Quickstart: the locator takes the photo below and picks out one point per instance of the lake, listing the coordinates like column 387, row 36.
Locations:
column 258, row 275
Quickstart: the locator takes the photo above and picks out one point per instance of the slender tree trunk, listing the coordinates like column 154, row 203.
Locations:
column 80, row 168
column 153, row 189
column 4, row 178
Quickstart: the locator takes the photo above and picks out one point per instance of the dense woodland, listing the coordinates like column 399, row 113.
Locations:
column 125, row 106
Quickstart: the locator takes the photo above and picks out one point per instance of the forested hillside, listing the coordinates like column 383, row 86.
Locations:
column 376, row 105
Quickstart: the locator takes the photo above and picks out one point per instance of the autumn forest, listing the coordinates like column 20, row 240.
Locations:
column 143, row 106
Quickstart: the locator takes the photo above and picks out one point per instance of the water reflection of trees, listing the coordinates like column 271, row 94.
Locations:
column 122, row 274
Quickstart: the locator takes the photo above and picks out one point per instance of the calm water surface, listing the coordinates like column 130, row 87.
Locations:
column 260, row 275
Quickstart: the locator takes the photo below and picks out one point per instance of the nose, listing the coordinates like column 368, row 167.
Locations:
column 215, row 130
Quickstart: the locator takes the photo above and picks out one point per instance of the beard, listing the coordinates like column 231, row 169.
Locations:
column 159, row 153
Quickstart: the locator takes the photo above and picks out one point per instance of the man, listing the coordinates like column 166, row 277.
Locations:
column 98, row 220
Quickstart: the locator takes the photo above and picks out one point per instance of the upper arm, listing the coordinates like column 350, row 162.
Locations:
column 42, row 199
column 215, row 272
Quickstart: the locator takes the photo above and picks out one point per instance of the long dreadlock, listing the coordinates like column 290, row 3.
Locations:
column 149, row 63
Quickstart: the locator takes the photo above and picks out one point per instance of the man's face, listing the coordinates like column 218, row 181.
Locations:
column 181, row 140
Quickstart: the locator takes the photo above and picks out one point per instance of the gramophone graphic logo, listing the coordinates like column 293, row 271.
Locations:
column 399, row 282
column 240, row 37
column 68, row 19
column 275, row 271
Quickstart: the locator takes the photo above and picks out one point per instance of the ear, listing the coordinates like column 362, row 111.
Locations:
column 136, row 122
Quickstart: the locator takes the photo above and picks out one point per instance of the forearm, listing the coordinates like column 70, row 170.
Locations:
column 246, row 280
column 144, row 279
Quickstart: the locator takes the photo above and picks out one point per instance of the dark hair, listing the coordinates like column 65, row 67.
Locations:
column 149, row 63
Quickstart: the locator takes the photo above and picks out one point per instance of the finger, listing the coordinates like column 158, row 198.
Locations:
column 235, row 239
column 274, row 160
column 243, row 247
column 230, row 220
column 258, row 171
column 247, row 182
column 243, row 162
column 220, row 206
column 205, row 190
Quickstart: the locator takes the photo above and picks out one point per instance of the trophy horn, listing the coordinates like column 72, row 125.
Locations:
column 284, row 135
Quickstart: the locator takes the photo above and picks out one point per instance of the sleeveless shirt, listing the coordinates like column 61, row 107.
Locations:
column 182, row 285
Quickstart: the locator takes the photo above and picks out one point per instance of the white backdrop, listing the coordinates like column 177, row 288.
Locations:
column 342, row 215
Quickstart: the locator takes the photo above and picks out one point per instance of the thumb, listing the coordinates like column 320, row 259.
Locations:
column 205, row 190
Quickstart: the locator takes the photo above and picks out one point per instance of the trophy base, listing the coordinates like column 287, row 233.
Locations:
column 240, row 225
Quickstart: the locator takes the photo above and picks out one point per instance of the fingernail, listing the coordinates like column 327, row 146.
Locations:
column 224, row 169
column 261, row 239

^^^^^^^^^^^^^^^^

Copy all of the material above word for word, with nothing left out or changed.

Quickstart: the locator takes the photo below and picks out one point per instance of the lake, listing the coordinates like column 387, row 36.
Locations:
column 258, row 275
Quickstart: the locator takes the photo above and picks out one point per instance of the slender tree trunk, listing the coordinates like column 154, row 203.
Locations:
column 80, row 168
column 153, row 189
column 4, row 178
Quickstart: the locator takes the photo above and picks out one point per instance of the dense woodland, listing the coordinates like column 399, row 113.
Locations:
column 125, row 106
Quickstart: the locator takes the photo above and picks out one point per instance of the forested hillside, listing the coordinates like column 383, row 86.
Locations:
column 376, row 105
Quickstart: the locator takes the photo above and picks out one point per instance of the autumn forest, listing the coordinates like column 20, row 240.
Locations:
column 143, row 106
Quickstart: the locator takes the photo above and picks out one point per instance of the water reflection of trees, listing the coordinates like column 271, row 94.
Locations:
column 122, row 274
Quickstart: the locator takes the photo above and picks out one point per instance of the calm water surface, listing the coordinates like column 130, row 87.
Locations:
column 260, row 275
Quickstart: the locator takes the photo below and picks out one point per instance of the nose, listing the coordinates like column 368, row 167.
Locations:
column 215, row 130
Quickstart: the locator takes the photo above and picks out one point per instance of the beard, listing the coordinates like column 231, row 169.
Locations:
column 159, row 153
Quickstart: the locator takes the photo above and picks out one point per instance of the man, listing the coordinates like column 166, row 277.
Locations:
column 98, row 220
Quickstart: the locator takes the photo above and picks out one point per instance of the upper arm, listing the coordinates like column 350, row 162.
Locations:
column 42, row 199
column 215, row 272
Quickstart: the locator takes the photo above and picks out one point per instance of the long dreadlock, listing the coordinates like column 290, row 3.
Locations:
column 149, row 63
Quickstart: the locator takes the photo above and picks out one point per instance of the man's face, listing the coordinates like column 218, row 181.
Locations:
column 181, row 140
Quickstart: the locator takes the photo above and picks out one point per instance of the gramophone graphic logo, listing the coordinates like column 293, row 271.
Locations:
column 399, row 282
column 240, row 37
column 68, row 19
column 275, row 271
Quickstart: the locator takes the photo above and picks out one point per instance of the ear, listing the coordinates like column 362, row 111.
Locations:
column 136, row 122
Quickstart: the locator takes the photo above and picks out one point per instance of the forearm, listing the coordinates like column 70, row 170.
Locations:
column 246, row 280
column 144, row 279
Quickstart: the locator takes the photo above and picks out one point per instance of the dark hair, listing the coordinates like column 65, row 67.
Locations:
column 149, row 63
Quickstart: the locator takes the photo above and picks out one point per instance of the finger, listing the coordinates like column 158, row 198.
Locations:
column 235, row 239
column 274, row 160
column 243, row 247
column 230, row 220
column 258, row 171
column 247, row 182
column 243, row 162
column 220, row 206
column 205, row 190
Quickstart: the locator takes the photo above and picks out one point per instance of the trophy horn, listing the coordinates like column 72, row 125.
Locations:
column 284, row 135
Quickstart: the locator takes the photo above and picks out one point per instance of the sleeveless shirt, listing the coordinates like column 61, row 107.
Locations:
column 182, row 285
Quickstart: the locator takes the photo above and picks out one point per instance of the white backdrop, listing the coordinates like column 177, row 288.
Locations:
column 342, row 215
Quickstart: the locator takes the photo above and picks out one point per instance of the thumb, listing the coordinates like column 320, row 259.
Locations:
column 205, row 190
Quickstart: the locator takes the photo above and picks out one point per instance of the trophy base, listing the coordinates like column 287, row 233.
Locations:
column 240, row 225
Quickstart: the locator takes the photo above and picks out one point per instance of the fingernail, listing the coordinates like column 327, row 146.
Locations:
column 224, row 169
column 261, row 239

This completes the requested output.